[Excerpts of location labeling data]
+--
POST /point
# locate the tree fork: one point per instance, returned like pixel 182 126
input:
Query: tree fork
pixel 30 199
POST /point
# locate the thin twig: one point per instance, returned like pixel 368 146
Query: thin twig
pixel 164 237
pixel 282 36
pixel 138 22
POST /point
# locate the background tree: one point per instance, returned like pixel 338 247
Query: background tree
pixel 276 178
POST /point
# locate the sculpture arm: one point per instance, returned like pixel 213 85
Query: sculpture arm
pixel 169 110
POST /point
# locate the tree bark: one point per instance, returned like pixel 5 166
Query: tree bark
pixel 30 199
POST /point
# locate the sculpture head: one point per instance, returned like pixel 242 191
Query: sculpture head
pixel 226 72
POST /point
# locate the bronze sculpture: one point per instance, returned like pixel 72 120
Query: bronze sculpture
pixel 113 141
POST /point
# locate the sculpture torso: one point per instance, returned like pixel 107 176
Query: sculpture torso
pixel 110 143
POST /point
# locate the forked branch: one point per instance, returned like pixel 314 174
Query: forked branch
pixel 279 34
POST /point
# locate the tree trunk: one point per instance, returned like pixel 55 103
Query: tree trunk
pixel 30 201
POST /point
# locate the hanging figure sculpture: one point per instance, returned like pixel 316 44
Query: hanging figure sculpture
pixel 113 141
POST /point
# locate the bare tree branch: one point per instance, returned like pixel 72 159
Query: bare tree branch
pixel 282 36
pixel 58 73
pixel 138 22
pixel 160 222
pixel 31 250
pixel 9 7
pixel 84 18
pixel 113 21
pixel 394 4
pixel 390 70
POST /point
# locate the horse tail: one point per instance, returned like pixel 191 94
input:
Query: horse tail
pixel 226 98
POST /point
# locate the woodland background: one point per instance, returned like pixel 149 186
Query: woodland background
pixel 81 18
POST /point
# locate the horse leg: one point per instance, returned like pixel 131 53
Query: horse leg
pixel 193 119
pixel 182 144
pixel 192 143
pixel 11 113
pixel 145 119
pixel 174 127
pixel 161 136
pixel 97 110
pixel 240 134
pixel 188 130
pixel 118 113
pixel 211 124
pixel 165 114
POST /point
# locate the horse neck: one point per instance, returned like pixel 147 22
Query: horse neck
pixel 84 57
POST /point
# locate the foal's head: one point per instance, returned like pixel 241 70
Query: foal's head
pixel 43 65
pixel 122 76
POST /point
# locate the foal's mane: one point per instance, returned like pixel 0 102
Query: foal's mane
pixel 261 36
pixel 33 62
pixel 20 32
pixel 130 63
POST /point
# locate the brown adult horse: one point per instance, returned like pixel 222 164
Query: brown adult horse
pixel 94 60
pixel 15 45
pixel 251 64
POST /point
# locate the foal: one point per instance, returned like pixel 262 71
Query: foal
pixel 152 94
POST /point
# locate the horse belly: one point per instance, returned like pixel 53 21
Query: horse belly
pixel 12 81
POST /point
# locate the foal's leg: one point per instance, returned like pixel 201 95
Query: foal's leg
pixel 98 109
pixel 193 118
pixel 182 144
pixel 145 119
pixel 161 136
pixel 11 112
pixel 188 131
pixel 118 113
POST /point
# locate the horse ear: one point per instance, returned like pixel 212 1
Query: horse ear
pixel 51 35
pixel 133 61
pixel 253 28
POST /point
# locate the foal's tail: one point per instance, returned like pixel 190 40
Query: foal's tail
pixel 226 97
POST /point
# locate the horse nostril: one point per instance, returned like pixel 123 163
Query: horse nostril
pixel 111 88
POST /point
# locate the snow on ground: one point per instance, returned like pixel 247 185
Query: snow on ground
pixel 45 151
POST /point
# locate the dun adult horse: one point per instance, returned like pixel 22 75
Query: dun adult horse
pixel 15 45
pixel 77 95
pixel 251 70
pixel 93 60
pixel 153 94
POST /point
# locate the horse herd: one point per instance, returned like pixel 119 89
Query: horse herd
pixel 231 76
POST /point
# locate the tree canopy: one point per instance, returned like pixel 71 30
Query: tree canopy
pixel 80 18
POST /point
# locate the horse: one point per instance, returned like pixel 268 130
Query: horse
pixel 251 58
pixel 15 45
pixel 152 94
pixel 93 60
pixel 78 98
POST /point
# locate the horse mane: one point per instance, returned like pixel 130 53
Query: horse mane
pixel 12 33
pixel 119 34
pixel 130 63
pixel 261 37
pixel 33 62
+--
WRITTEN EXERCISE:
Repeat each of the entries above precisely as given.

EXERCISE OUTPUT:
POST /point
# locate the tree fork: one point per instance, returned like pixel 182 126
input:
Query: tree fork
pixel 30 199
POST /point
# locate the thin twig: one point per instance, returned like pixel 368 146
Query: thin twig
pixel 164 237
pixel 282 36
pixel 138 22
POST /point
# locate the background tree: one point per instance, returned like pixel 338 247
Query: background tree
pixel 276 178
POST /point
# locate the sculpture arm: one point per instance, returned like pixel 213 85
Query: sculpture arm
pixel 169 110
POST /point
# locate the tree bark: one point per instance, returned like pixel 5 166
Query: tree bark
pixel 30 199
POST /point
# locate the sculpture head: one point per instance, returned like pixel 242 191
Query: sculpture head
pixel 226 72
POST /point
# locate the bronze sculpture: one point per instance, returned like pixel 72 120
Query: bronze sculpture
pixel 113 141
POST /point
# locate the sculpture torso: one point per instance, returned like pixel 107 176
Query: sculpture torso
pixel 110 143
POST /point
# locate the forked branch: one point per instance, returned like pixel 314 174
Query: forked branch
pixel 279 34
POST /point
# locate the tree trunk: one point per instance, returned like pixel 55 103
Query: tree trunk
pixel 30 201
POST /point
# locate the hanging figure sculpture: one point per instance, returned like pixel 316 44
Query: hanging figure sculpture
pixel 113 141
POST /point
# locate the bare tree branch: one point per instance, returned like pixel 72 159
Query: bare tree branch
pixel 282 36
pixel 58 73
pixel 138 22
pixel 160 222
pixel 31 250
pixel 9 7
pixel 84 18
pixel 113 21
pixel 394 4
pixel 390 70
POST /point
# locate the horse tail: one point per instance, returned like pixel 191 94
input:
Query: horse tail
pixel 226 98
POST /point
# locate the woodland background: one point per instance, returned like pixel 149 186
Query: woodland background
pixel 81 18
POST /point
# locate the horse leg: one point per instance, returned like pixel 131 53
Query: horse leg
pixel 193 119
pixel 182 144
pixel 192 143
pixel 11 113
pixel 145 119
pixel 174 127
pixel 161 136
pixel 97 110
pixel 240 134
pixel 188 130
pixel 118 113
pixel 211 124
pixel 165 114
POST /point
# locate the horse neck: one point per instance, returned like pixel 147 22
Query: horse neck
pixel 84 57
POST /point
# locate the foal's head: one point per instance, returned like pixel 241 70
Query: foal's head
pixel 43 65
pixel 122 76
POST /point
# locate the foal's mane: one point per instance, returned like pixel 0 102
Query: foal's mane
pixel 261 36
pixel 33 62
pixel 20 32
pixel 130 63
POST /point
# locate the brown adult horse: one point per instance, returned like pixel 222 164
Query: brown adult horse
pixel 94 60
pixel 15 45
pixel 251 64
POST /point
# locate the foal: one point per instance, returned like pixel 262 71
Query: foal
pixel 152 94
POST /point
# locate the horse belly: one point per instance, returned like pixel 53 21
Query: horse belly
pixel 12 81
POST /point
# locate the foal's leg: one point per instance, returned like pixel 201 95
Query: foal's leg
pixel 98 109
pixel 193 118
pixel 182 144
pixel 145 119
pixel 161 136
pixel 11 112
pixel 188 131
pixel 118 113
POST /point
# locate the horse ear: one point per instance, returned like pixel 212 1
Query: horse ear
pixel 51 35
pixel 133 61
pixel 253 28
POST /point
# locate the foal's tail: one point per instance, returned like pixel 190 40
Query: foal's tail
pixel 226 97
POST /point
# locate the horse nostril: one point per instance, returned like pixel 123 163
Query: horse nostril
pixel 111 88
POST /point
# locate the snow on ground: one point per instance, returned like pixel 247 185
Query: snow on ground
pixel 45 151
POST /point
# locate the dun adult horse: one point per instance, returned like pixel 22 75
Query: dun adult horse
pixel 15 45
pixel 77 95
pixel 251 70
pixel 93 60
pixel 153 94
POST /point
# locate the horse herd: one point per instance, returned like pixel 119 89
Query: horse herd
pixel 231 76
POST /point
# locate the tree canopy: one point per instance, returned like pixel 71 30
Query: tree canopy
pixel 80 18
POST /point
# locate the horse: one point per instance, returned like pixel 268 130
Query: horse
pixel 251 58
pixel 15 45
pixel 152 94
pixel 93 60
pixel 78 98
POST /point
# locate the horse mane: one point per instance, returned like pixel 130 53
Query: horse mane
pixel 12 33
pixel 119 34
pixel 130 63
pixel 261 37
pixel 33 62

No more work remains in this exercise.